__Task item 1__: Rewrite the IQ test discussion from "It is almost" up to and including "the animation finishes)", swapping "mouse" for "trackpad" everywhere it occurs.
__Task item 2__: List every abbreviated subscore that appears in parentheses in the IQ test discussion, along with the fraction given for each.

__Quoted passage__:
· · · · ·
Feel free to share your scores. I'll go first.
Full Scale: 138
Memory: 136
Verbal: 137
Spatial: 141
I'm not surprised my memory was the lowest of the three, I feel like I've always had a bad memory (and I hate that card game called Memory where you flip over the cards to make pairs.) I always wonder if the synonym thing is really the best way to measure verbal intelligence: I just don't care to memorize obscure words which I feel drags my score down but it just seems like a waste of time to remember words that I never encounter and can simply look up the other 99 percent of the time that I'm not taking an online IQ test. Besides that, if I can imagine that a word means something else, that isn't really valued in this test either, but it would be useful if I was writing poetry or a song or something. (Like if the word is "big" and a syononym option is "ebullient," I know that ebullient doesn't mean big but spiritually, to me, it has the essence of bigness...) But I guess the intelligence to override my imagination is what the test measures. I'd rather be imaginative than book smart though, really. The spatial portion was probably the closest to measuring "imagination" in that you need to imagine the shapes rotated in your mind. I feel like I used to be much faster at this, I found myself rechecking my answers quite a few times (of course the test was untimed so I could do that without penalty.)
My results:
Full scale: 136
Memory: 132 (VM 76/85, EM 15/26)
Verbal: 137 (V 25/34, A 22/27)
Spatial: 136 (MR 16/17, CP 13/18)
It is almost midnight for me, so I was fairly tired, but judging from other comments this is standard (in practice - who's actually going to block out some prime focus time in the midday to do an unmoderated online IQ test?)
My thoughts on the test sections:
Visual memory
I think this was a pretty good test in being robust to gaming - the only issue I can think of is the question of whether you can move your mouse into a convenient position whilst the image plays (I decided the fair thing to do is to not touch your mouse at all until the animation finishes)
Exposure memory
This felt like the most "IQ"ish test for me, in that there was no conscious thinking at all. I initially planned to just rapidly repeat the sequence to myself as it played, then I realised I can't articulate an image like this in words in a fraction of second. (Was there anyone who could actually generate short verbal encodings for the icons on the fly?)
My strategy was to just passively consume it and then just click whatever icons "spoke" to me without thinking (and then adding in any others I remembered properly with a few seconds conscious recall)
· · · · ·
__Record set__:
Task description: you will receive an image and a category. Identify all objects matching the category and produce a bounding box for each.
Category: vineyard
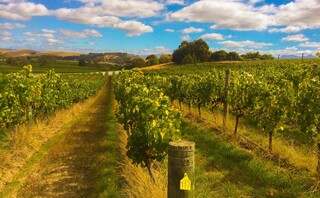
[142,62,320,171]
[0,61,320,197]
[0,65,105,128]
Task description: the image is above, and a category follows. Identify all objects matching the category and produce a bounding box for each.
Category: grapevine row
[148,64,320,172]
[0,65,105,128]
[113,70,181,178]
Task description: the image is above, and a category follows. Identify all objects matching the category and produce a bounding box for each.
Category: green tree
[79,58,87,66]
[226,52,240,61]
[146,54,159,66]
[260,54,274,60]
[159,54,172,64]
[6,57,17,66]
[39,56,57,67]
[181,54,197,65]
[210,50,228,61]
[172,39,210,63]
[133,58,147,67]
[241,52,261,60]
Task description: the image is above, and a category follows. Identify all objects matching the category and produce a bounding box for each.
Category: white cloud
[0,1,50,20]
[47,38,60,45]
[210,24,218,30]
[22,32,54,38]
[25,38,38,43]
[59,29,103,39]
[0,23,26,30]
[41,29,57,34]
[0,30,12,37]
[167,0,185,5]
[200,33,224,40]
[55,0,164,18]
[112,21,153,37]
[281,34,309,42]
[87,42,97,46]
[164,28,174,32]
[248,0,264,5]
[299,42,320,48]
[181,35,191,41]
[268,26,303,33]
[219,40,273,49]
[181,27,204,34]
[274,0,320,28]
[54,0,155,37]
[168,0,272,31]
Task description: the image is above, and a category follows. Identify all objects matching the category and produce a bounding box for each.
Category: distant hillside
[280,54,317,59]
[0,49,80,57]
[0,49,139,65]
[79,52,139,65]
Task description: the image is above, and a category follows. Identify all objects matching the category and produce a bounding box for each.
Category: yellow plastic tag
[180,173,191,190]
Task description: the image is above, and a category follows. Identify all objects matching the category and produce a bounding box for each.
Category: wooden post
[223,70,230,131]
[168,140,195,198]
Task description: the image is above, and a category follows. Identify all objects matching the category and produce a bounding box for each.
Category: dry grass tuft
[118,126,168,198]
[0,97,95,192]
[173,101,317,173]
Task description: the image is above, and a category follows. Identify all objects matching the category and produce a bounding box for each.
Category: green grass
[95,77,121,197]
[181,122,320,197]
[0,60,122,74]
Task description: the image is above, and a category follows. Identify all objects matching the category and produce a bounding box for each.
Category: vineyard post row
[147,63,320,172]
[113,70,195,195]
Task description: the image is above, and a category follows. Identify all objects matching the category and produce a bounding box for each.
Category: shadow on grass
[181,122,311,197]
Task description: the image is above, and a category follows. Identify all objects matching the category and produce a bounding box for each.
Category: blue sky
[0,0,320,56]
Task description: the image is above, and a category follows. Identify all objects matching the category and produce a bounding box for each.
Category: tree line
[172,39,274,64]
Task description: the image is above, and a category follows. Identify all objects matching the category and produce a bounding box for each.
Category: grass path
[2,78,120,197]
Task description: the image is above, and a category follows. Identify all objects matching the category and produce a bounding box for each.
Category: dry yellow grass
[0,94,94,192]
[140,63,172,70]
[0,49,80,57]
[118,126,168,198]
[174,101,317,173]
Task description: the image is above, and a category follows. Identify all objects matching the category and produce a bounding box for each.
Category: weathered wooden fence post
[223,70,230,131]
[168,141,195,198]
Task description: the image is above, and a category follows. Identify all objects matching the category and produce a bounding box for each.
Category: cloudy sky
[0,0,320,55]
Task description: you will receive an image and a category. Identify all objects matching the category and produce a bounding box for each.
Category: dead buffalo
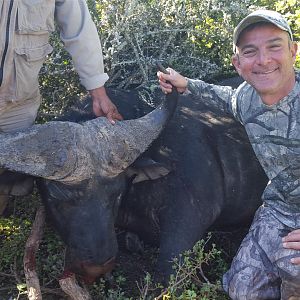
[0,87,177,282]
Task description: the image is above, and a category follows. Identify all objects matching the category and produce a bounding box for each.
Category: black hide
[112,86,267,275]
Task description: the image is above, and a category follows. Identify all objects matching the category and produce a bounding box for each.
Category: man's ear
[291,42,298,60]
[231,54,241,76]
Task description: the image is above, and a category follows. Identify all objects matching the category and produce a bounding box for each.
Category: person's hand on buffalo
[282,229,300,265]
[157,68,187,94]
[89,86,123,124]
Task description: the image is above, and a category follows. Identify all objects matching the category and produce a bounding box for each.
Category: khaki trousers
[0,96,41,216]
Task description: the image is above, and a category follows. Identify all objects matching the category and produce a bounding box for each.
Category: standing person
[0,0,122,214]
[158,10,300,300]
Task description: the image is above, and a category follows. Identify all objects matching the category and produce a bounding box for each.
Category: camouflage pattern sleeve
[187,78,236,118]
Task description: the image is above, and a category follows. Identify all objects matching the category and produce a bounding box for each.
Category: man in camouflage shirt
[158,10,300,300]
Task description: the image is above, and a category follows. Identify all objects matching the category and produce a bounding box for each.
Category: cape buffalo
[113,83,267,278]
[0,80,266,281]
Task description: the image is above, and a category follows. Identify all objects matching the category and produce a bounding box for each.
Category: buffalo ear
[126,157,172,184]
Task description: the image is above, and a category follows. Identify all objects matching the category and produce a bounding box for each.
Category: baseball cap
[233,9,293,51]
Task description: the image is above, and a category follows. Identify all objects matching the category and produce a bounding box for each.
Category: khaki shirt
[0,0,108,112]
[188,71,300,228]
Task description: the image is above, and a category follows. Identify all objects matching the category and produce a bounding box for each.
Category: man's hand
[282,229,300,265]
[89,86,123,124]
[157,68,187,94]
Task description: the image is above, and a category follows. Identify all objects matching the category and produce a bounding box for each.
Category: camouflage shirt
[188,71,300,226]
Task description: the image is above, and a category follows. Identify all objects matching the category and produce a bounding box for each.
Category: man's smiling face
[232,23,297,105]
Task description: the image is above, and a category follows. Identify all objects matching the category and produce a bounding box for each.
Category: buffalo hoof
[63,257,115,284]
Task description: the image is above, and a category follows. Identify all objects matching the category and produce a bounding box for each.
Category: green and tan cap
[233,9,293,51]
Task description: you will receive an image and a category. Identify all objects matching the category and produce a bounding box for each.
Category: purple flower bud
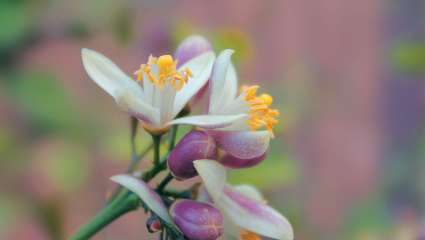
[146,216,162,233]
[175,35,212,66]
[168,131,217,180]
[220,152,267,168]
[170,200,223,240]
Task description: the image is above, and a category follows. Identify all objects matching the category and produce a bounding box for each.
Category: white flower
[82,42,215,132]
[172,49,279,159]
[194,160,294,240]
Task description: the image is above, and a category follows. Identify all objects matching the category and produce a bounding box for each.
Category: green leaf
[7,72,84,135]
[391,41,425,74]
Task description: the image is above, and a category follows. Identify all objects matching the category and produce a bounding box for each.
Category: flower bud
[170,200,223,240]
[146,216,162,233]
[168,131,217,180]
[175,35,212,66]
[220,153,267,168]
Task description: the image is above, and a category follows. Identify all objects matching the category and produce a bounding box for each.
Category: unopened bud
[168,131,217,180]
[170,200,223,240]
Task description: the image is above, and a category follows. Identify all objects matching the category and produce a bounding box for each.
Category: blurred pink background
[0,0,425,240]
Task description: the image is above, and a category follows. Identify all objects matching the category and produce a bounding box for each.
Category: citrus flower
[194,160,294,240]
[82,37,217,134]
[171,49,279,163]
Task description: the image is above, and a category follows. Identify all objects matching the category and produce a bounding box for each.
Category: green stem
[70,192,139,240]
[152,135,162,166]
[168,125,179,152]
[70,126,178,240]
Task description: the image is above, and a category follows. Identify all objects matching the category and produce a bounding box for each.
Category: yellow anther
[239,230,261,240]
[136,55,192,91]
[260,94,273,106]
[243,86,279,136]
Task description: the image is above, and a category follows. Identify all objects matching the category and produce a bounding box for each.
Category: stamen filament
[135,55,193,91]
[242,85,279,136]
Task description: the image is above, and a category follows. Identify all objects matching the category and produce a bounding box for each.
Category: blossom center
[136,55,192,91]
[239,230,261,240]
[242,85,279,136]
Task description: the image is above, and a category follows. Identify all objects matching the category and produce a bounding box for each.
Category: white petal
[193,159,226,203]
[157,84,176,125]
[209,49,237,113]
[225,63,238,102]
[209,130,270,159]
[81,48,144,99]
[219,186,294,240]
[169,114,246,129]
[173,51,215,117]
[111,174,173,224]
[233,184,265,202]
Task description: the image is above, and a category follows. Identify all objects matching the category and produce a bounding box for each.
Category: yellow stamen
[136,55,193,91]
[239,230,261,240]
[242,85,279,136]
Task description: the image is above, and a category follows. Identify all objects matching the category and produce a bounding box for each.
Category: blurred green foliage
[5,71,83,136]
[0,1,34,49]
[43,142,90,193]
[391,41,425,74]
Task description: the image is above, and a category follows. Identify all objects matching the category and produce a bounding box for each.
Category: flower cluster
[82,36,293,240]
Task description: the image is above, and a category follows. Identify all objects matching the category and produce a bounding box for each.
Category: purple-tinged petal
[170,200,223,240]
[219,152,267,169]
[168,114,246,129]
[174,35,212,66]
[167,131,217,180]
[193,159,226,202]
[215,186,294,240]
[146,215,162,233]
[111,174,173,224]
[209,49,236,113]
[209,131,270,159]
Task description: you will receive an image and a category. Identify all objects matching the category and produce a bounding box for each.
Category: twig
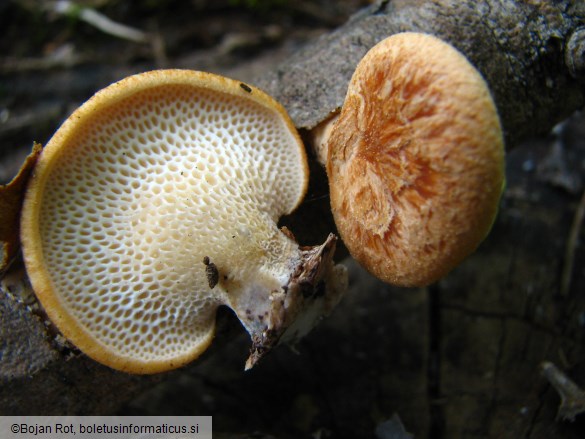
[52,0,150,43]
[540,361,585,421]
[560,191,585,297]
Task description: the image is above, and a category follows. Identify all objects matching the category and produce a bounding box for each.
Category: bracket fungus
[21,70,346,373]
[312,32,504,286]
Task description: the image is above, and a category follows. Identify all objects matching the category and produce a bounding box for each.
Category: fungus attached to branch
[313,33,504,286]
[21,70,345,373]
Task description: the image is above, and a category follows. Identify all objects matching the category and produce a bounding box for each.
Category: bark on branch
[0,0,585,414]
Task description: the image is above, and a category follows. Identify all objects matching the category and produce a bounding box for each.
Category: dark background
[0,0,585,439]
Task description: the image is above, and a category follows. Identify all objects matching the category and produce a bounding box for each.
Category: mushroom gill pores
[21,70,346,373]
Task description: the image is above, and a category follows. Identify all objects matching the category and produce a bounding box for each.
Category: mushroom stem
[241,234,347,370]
· · · · ·
__Answer area 1__:
It is almost midnight for me, so I was fairly tired, but judging from other comments this is standard (in practice - who's actually going to block out some prime focus time in the midday to do an unmoderated online IQ test?)
My thoughts on the test sections:
Visual memory
I think this was a pretty good test in being robust to gaming - the only issue I can think of is the question of whether you can move your trackpad into a convenient position whilst the image plays (I decided the fair thing to do is to not touch your trackpad at all until the animation finishes)

__Answer area 2__:
VM 76/85
EM 15/26
V 25/34
A 22/27
MR 16/17
CP 13/18